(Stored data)
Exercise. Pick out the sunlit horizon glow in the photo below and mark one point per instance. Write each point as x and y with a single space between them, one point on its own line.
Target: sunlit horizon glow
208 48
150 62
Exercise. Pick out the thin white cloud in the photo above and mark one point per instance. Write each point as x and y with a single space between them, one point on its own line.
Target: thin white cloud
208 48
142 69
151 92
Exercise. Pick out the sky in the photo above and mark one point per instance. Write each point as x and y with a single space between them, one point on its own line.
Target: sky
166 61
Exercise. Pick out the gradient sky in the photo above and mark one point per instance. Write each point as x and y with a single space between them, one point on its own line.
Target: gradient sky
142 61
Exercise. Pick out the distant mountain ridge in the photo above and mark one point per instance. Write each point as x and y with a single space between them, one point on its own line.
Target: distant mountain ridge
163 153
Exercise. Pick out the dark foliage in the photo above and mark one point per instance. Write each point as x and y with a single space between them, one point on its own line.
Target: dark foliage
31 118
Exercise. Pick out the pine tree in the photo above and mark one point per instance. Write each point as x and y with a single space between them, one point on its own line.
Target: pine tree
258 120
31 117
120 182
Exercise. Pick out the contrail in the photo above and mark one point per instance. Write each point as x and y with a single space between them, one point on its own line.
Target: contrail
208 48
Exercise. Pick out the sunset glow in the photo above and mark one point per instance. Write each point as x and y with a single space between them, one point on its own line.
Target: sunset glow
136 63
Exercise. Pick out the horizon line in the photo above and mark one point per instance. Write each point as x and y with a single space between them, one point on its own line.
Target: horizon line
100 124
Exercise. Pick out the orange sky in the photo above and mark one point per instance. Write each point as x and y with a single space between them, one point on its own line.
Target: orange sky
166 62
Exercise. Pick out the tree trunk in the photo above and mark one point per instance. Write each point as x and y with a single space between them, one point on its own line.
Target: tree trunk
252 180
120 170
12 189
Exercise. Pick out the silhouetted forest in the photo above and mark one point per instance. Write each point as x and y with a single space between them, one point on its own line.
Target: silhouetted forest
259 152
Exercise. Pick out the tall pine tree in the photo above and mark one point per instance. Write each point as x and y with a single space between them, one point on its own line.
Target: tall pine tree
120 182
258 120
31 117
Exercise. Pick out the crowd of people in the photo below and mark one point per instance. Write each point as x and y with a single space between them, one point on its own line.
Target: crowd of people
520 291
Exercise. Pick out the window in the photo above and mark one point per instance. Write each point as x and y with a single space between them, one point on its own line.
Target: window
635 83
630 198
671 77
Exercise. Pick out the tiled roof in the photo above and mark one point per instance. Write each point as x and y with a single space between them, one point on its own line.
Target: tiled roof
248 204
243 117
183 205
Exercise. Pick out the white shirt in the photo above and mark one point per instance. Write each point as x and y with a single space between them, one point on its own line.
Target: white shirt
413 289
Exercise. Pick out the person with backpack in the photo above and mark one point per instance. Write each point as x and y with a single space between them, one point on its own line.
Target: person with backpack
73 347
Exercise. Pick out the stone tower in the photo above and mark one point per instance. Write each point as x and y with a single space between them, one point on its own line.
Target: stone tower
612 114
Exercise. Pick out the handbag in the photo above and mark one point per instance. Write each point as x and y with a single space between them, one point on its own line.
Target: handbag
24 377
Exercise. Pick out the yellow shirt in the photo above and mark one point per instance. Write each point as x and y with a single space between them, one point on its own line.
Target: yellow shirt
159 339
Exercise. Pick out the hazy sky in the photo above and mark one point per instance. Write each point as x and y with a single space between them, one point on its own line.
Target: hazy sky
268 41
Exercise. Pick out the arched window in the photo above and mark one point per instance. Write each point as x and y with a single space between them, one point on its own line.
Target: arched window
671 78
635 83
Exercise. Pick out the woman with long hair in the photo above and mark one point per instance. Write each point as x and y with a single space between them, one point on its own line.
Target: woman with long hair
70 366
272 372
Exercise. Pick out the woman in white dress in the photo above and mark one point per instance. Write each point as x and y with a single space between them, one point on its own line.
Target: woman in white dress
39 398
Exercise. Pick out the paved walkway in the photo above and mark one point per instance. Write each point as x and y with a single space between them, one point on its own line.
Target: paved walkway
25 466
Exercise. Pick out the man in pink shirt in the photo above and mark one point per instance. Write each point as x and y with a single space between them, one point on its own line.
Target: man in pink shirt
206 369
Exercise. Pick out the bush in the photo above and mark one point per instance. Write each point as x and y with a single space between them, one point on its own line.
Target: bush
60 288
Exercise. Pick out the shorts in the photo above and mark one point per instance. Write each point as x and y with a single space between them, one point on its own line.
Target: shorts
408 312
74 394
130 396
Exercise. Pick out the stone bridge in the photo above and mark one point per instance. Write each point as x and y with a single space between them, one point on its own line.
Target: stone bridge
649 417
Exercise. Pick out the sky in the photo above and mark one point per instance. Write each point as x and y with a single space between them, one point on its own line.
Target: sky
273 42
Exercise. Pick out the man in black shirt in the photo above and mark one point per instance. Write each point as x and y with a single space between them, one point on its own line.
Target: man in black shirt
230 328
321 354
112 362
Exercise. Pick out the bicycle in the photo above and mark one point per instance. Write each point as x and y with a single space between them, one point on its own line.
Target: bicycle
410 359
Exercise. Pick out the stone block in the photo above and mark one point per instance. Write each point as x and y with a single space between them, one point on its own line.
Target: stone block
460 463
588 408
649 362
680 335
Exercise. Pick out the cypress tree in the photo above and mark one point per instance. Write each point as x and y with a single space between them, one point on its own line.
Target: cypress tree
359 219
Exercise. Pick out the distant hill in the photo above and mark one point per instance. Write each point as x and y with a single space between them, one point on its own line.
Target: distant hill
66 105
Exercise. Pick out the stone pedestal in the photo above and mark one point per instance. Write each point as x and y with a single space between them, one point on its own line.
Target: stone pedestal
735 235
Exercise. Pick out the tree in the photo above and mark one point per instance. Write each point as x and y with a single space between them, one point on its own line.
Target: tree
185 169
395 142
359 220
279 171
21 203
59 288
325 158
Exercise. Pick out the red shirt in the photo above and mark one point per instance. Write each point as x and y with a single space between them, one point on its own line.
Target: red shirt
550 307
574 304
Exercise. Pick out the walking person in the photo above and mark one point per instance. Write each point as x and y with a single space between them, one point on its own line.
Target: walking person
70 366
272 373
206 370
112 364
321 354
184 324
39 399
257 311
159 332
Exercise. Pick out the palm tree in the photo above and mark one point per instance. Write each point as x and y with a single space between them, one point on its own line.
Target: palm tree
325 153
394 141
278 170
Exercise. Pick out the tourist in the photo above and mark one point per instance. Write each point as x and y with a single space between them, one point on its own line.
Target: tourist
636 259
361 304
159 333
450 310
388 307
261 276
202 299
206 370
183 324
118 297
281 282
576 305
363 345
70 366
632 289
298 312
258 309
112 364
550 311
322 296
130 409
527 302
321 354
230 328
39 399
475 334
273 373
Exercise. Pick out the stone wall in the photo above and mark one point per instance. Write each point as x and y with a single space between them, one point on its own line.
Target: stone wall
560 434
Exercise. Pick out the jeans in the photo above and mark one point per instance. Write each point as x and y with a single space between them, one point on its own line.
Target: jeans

### TASK DIRECTIONS
Transcribe the whole listing with nothing added or left out.

### SOLUTION TO THE EXERCISE
Exercise. Pick out the sunlit horizon glow in the photo below and mark one point per instance. Write each point as x and y with a single space between them, one point on its own line.
Target: sunlit horizon glow
208 48
150 62
Exercise. Pick out the thin white cloud in the photo above and mark one point per instance. Write each point as x and y with a single space between them, one point on its own line.
Target: thin white cloud
208 48
142 69
151 92
Exercise. Pick out the sky in the photo above and mark one point per instance. Write each point as x and y with a single space between them, one point on its own line.
Target: sky
166 61
Exercise. Pick out the gradient sky in the photo above and mark one point per instance. Write each point as x and y with a single space between them, one point on its own line.
Target: gradient sky
142 61
Exercise. Pick out the distant mountain ridge in the photo above and mark one point per instance. Write each point as x and y with a single space between them, one point on its own line.
Target: distant mountain ridge
163 153
Exercise. Pick out the dark foliage in the photo above and mark one point per instance. Write each point as x and y with a single space between them, one point on its own line.
Target: dark foliage
31 118
Exercise. Pick out the pine tree in the photo above and mark one point per instance. Write each point as x and y with a single space between them, one point on its own line.
Target: pine tree
258 120
31 117
120 182
Exercise. Pick out the contrail in the photo above and mark one point per instance. Write each point as x and y with a single space between them, one point on its own line.
Target: contrail
208 48
Exercise. Pick out the sunset glow in the photo above and mark one point per instance. Write each point as x and y with a single space between them, one point on its own line.
Target: sunset glow
136 63
Exercise. Pick out the horizon line in the photo above and mark one point per instance. Write each point as x and y with a single space between them, one point on its own line.
Target: horizon line
100 124
Exercise. Pick out the orange sky in the photo above and mark one point per instance. Write each point as x and y with a single space between them, one point on its own line.
Target: orange sky
166 62
Exercise. Pick out the tree trunk in the photo above and mark one point per instance. Write each point as x and y with a single space between them, one point on its own line.
Target: tree trunk
252 180
120 170
12 189
Exercise. Pick out the silhouetted forest in the photo above and mark one point per instance. Write each point as x and y with a single space between them, one point on its own line.
Target: silhouetted forest
259 152
Exercise. Pick out the tall pine tree in the photo above and mark one point per instance. Write each point as x and y with a single space between them, one point on its own line.
Target: tall pine tree
120 182
258 120
31 117
Exercise. Pick out the crowd of people in the photo below and mark one point per instance. Write each point as x and y with a single space between them, one point on its own line.
Target: crowd of people
520 291
Exercise. Pick out the window in the photo above and mark one point per instance. Write each point as x and y with a single space between them, one point on its own line.
Target: window
635 83
630 198
671 77
Exercise. Pick out the tiled roof in the photo above and mark one point per instance. Write each point as x and y with a single space between them, one point on its own line.
Target: tiled roof
248 204
243 117
183 205
Exercise. Pick out the white shirt in the photo above and mark one point per instance. Write each point as x and y with a single space between them, one point on its own line.
Target: white shirt
413 289
Exercise. Pick out the person with backpack in the photo above and mark one point per instance. Write each point as x and y with a single space between them, one point on its own line.
Target: person with backpack
73 347
Exercise. Pick out the stone tower in the photo above and mark one point per instance. Write each point as x and y with a single space between them, one point on its own line.
Target: stone tower
612 114
Exercise. Pick out the handbag in the photo above and mark one point per instance. Write each point as x and y with a single space between them, one point on its own line.
Target: handbag
24 377
Exercise. Pick out the yellow shirt in the photo above and mark one point per instance. Write each point as x and y with a single space between them, one point on its own line.
Target: yellow shirt
159 339
Exercise. Pick out the hazy sky in the photo above and mark one point per instance. Write each point as x and y with a single space between them, one point on its own line.
Target: hazy sky
268 41
Exercise. Pick out the arched window in the photo above and mark one point per instance. Write each point as x and y with a single space between them, one point on its own line.
Target: arched window
671 78
635 83
Exercise. Pick out the woman with long hair in the photo above and mark one point per instance. Write each point as x and y with a single space between them, one point on its own line.
Target: woman with long hair
70 366
272 372
Exercise. Pick out the woman in white dress in the photo above and mark one point per instance. Write each point as x and y with a single space between them, one point on its own line.
Target: woman in white dress
39 398
Exercise. Pick out the paved walkway in the photo above and mark one point per instance. Write each point as x and y with a single space between them, one point on its own line.
Target: paved walkway
25 466
Exercise. Pick out the man in pink shirt in the photo above and mark one point per instance. Write each point as x and y with a single space between them, one point on its own line.
Target: man in pink shirt
206 369
Exercise. Pick out the bush in the photo above and mark one point per instance. Write each point as x and y with a single space between them, one point on its own line.
Target: bush
60 288
Exercise. Pick out the shorts in the photo above and mark one point per instance. Write each point as x and y with a single space between them, one point on its own line.
Target: shorts
408 312
74 394
130 396
Exercise. Pick out the stone bridge in the photo above and mark one point per instance. Write each point as x and y with a single space between them, one point on its own line.
Target: stone bridge
649 417
Exercise. Pick out the sky in the photo above and mark one point per instance. Write each point as x and y with a single space between them, one point on its own line.
Target: sky
273 42
Exercise. Pick out the man in black shirt in the photo above and mark one point per instance. Write each point as x and y with a single space between them, one point on its own line.
Target: man in black shirt
230 328
321 354
112 362
Exercise. Pick out the bicycle in the photo above and mark one point per instance. Write each point as x and y with a single space between them, one point on its own line.
Target: bicycle
410 359
Exercise. Pick out the stone block in the photo above and mark one point per instance. Write each point as x and y with a single space between them, one point on its own line.
Target: stone block
460 463
588 408
649 362
680 335
Exercise. Pick out the cypress tree in the photo above and mark one point per instance. Write each point as x and y with a single space between them, one point on its own line.
Target: cypress tree
359 219
Exercise. Pick out the distant hill in the photo above and mark one point per instance. Write each point as x and y with a single space between them, one point on its own line.
Target: distant hill
66 105
Exercise. Pick out the stone pedestal in the photo above and mark one point per instance. Write each point as x and y with a single space between them, one point on its own line.
Target: stone pedestal
735 235
Exercise. Pick out the tree in the photo above and mark one point per instance. Write each point as x and y with a single space between them, one point on its own line.
Target: tree
185 169
395 142
359 220
279 171
21 203
59 288
325 158
Exercise. Pick out the red shirt in the photo above and mark one point per instance. Write each point as x and y with a single space between them, one point on its own line.
Target: red shirt
550 307
574 304
Exercise. Pick out the walking person in the photo above and mark one point per instance. Write each point as x and y with a single space between them, one point on its own line.
Target: walking person
70 366
272 373
206 370
112 364
321 354
184 324
39 399
257 311
159 332
Exercise. Pick out the palm tree in the photo above and mark one point per instance. Write each point as x and y with a single space between them, one point on its own line.
Target: palm tree
325 153
394 141
278 170
Exercise. Pick out the tourist in the photo above and mark one point per instance. Write each point as x and y with a single space between them, one point on its own line.
Target: tourist
636 259
361 304
159 333
450 310
388 307
261 276
202 299
206 370
183 324
118 297
281 282
576 305
363 345
70 366
632 289
298 312
258 309
112 364
550 311
322 296
130 409
527 302
321 354
230 328
39 399
475 334
273 373
Exercise. Pick out the stone wall in the photo above and mark one point per instance. Write each point as x and y with a single space between them, one point on its own line.
Target: stone wall
560 434
Exercise. Pick out the jeans in the photo above and mark one point per instance. Write each point as x and y with a single space between them, one point on its own line.
Target: jeans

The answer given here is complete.